Natural-language object grounding data
■ ■ ■ ■

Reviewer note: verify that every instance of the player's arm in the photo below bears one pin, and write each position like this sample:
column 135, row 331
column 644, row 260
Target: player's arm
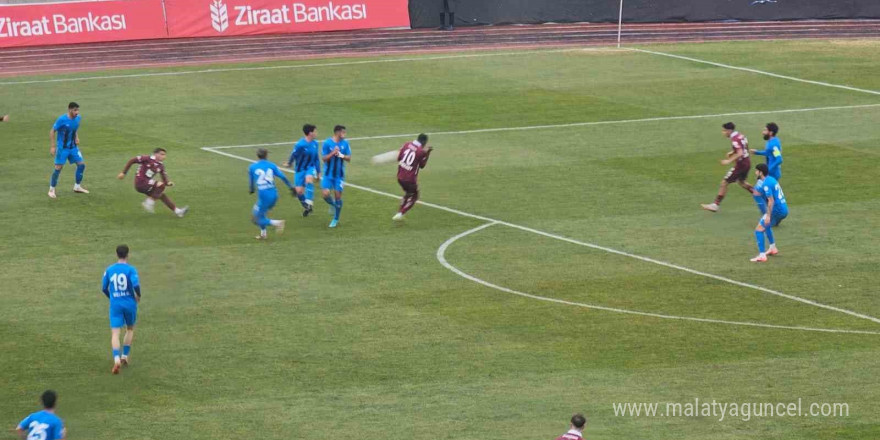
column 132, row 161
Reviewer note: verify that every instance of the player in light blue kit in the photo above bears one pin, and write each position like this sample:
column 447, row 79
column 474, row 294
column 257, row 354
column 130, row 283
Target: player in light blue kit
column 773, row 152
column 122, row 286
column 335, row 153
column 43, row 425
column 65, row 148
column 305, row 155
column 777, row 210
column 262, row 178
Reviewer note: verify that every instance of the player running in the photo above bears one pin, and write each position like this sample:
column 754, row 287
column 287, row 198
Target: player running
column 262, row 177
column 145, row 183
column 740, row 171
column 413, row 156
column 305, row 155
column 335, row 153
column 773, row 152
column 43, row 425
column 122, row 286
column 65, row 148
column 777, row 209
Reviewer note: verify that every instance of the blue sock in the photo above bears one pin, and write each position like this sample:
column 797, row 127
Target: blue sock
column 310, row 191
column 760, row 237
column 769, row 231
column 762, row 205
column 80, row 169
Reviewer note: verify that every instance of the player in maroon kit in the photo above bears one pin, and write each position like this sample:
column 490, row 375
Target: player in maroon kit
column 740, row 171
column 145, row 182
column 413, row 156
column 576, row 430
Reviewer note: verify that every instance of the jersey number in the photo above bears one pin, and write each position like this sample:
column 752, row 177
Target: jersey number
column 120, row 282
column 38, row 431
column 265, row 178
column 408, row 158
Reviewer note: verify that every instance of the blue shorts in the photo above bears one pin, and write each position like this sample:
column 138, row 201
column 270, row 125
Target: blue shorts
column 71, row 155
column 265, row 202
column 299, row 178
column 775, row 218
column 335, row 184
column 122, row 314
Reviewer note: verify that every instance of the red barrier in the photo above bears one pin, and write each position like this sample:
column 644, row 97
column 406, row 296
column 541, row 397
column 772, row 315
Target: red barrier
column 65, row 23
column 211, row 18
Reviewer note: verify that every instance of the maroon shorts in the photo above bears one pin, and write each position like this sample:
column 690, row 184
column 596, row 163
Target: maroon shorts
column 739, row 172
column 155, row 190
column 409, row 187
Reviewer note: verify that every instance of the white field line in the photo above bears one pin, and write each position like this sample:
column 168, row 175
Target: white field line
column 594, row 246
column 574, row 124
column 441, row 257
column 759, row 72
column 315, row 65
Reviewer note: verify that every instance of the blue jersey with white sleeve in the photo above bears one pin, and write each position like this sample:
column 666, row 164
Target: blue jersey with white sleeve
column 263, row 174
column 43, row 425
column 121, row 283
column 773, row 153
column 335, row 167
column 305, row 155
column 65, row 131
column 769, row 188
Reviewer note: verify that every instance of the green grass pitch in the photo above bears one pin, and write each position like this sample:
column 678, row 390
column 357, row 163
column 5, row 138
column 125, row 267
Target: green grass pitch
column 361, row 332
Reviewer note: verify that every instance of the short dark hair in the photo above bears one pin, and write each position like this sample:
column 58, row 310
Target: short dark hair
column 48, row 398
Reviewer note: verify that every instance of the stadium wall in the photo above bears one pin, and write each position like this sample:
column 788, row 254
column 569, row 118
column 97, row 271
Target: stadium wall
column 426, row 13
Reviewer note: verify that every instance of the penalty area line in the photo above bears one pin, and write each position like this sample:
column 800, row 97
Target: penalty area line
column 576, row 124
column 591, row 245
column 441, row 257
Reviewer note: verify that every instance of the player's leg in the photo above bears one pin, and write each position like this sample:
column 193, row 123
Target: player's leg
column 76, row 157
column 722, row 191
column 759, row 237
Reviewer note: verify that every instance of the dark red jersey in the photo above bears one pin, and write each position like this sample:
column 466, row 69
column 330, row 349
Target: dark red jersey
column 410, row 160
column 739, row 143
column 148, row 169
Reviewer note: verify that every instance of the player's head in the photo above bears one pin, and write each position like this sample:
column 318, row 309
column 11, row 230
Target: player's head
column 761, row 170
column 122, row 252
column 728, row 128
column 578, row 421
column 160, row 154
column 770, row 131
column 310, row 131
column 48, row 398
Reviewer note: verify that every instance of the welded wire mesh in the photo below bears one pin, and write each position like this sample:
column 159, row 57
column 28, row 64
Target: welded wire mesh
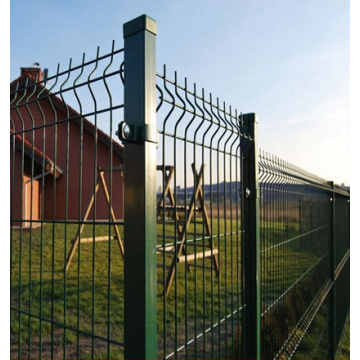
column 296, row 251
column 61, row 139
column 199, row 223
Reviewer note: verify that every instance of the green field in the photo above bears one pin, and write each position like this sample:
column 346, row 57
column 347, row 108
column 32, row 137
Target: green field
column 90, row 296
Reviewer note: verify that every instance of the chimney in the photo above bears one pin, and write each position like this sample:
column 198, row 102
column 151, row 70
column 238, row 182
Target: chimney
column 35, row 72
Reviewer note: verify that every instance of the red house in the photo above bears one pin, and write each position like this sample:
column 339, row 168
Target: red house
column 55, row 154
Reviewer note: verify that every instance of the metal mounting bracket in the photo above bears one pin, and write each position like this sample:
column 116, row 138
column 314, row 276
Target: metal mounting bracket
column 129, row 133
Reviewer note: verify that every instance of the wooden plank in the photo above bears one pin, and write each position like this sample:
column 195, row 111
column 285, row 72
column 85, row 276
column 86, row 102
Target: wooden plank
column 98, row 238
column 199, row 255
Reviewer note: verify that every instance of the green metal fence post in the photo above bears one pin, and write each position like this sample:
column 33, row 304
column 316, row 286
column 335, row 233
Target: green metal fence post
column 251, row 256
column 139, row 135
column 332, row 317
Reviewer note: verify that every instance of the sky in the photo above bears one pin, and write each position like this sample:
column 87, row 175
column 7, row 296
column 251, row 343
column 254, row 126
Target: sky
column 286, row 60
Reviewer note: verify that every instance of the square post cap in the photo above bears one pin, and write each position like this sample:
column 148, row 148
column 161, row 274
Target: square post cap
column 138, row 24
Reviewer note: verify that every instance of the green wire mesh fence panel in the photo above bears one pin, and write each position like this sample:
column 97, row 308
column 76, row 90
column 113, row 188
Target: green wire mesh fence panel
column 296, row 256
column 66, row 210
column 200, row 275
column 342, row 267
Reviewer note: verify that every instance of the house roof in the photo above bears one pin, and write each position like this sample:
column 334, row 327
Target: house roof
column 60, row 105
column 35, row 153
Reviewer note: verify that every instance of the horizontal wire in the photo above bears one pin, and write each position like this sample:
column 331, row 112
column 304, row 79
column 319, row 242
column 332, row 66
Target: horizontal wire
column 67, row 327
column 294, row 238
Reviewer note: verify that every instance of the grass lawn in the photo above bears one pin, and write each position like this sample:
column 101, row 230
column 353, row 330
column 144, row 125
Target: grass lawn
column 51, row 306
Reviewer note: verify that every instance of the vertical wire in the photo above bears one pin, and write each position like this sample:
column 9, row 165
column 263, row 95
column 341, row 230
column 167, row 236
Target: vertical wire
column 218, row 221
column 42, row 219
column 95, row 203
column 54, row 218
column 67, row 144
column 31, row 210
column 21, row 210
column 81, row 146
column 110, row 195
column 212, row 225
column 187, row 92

■ ■ ■ ■

• What the exercise asks:
Every line in the data that holds the string "below" should be copied.

• Your solution:
Reviewer note: verify that every instance of the player's arm in the photo below bears one pin, and write each position like this sample:
Reviewer note: verify that every instance of the welded wire mesh in the photo below bears one pin, and write each position like this sample:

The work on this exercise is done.